■ AIM OF THE TASK ■
Render everything from the line containing "[pin] white packet" down to the last line of the items, both included, as a numbered list without blank lines.

■ SOURCE DATA ■
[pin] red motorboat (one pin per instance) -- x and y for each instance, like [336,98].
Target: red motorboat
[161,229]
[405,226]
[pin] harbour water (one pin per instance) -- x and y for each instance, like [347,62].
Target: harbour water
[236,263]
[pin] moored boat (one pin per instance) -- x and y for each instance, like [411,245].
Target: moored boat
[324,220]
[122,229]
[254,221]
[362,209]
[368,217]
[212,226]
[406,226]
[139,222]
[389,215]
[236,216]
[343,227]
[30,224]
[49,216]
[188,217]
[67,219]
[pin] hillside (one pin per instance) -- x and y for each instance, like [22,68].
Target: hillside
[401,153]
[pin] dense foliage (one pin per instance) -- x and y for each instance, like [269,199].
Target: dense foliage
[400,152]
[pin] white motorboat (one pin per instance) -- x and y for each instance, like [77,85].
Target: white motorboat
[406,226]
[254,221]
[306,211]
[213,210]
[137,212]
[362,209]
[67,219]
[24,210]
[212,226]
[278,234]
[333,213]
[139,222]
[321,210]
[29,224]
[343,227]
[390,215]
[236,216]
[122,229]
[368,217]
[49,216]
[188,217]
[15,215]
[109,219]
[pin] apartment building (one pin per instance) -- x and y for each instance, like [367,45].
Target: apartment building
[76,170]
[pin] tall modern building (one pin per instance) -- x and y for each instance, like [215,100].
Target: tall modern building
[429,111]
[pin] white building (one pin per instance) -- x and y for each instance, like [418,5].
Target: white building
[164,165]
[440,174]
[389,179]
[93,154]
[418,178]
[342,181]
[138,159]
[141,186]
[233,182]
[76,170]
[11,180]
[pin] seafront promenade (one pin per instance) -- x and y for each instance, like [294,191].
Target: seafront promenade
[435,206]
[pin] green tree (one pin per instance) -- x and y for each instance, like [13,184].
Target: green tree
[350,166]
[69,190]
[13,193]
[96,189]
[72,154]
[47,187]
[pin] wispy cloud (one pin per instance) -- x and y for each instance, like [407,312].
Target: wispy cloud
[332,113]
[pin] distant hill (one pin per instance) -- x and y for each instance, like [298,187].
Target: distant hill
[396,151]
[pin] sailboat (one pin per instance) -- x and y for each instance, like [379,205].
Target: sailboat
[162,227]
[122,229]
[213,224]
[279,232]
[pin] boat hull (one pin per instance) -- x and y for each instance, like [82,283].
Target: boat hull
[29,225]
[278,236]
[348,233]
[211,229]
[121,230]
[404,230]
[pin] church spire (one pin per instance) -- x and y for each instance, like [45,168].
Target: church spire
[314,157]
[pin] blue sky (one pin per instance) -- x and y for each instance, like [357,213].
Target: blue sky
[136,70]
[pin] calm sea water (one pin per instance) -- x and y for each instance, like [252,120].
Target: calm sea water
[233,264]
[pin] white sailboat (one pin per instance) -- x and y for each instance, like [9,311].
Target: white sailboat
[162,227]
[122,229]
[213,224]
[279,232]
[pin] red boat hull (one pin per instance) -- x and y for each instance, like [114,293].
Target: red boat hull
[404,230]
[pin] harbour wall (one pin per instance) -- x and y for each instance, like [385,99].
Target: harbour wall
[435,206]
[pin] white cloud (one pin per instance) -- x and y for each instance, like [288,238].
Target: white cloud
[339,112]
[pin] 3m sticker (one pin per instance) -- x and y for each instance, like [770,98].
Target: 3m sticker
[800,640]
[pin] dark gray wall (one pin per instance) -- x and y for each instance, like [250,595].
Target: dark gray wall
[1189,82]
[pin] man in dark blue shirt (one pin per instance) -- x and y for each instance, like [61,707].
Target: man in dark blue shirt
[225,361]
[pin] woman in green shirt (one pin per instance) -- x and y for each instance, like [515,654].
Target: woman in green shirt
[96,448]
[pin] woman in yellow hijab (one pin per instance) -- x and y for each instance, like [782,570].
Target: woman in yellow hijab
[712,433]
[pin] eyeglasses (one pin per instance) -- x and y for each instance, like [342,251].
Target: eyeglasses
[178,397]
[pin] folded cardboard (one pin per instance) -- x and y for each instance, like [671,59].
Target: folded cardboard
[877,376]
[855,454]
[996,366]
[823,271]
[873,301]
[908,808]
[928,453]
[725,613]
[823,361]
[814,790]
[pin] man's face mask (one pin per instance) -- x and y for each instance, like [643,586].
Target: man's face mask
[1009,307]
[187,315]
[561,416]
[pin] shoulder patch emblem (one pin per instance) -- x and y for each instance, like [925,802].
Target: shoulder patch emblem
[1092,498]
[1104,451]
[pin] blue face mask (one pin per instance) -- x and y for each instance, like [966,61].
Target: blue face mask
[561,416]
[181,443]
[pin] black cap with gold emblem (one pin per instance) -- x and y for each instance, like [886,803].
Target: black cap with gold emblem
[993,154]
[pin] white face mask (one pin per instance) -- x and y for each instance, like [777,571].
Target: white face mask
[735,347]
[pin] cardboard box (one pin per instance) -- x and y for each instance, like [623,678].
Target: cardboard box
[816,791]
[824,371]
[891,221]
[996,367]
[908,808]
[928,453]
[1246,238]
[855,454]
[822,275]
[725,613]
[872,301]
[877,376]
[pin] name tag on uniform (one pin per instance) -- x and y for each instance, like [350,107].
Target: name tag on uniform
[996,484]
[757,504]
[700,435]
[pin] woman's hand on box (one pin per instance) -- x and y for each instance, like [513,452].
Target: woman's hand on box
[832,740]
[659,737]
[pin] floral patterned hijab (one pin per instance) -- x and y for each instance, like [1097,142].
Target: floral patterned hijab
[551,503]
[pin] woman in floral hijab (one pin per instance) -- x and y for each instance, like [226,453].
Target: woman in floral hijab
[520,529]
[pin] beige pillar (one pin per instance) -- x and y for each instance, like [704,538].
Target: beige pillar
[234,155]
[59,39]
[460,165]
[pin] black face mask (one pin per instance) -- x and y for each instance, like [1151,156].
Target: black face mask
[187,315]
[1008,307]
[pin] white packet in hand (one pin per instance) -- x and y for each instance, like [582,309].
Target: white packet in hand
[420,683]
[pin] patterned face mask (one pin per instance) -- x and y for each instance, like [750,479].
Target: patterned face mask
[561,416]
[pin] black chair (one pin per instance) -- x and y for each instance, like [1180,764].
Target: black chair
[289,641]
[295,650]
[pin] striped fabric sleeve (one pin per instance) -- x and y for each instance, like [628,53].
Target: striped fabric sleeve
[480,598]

■ FINAL ANSWER ■
1. [pin] white packet in hand (one pin per instance) -- x and y for each instance, like [582,309].
2. Target: white packet in hand
3. [420,683]
4. [pin] patterned face mask (one pin per instance) -- x and y for each instance, like [750,479].
5. Target: patterned face mask
6. [561,416]
7. [pin] black chair (one pin per instance) -- x and y for each instance, like [1180,764].
8. Target: black chair
9. [289,641]
10. [295,650]
11. [pin] striped fabric sleeve (one pin per instance) -- x and y for each instance, like [628,53].
12. Target: striped fabric sleeve
13. [480,598]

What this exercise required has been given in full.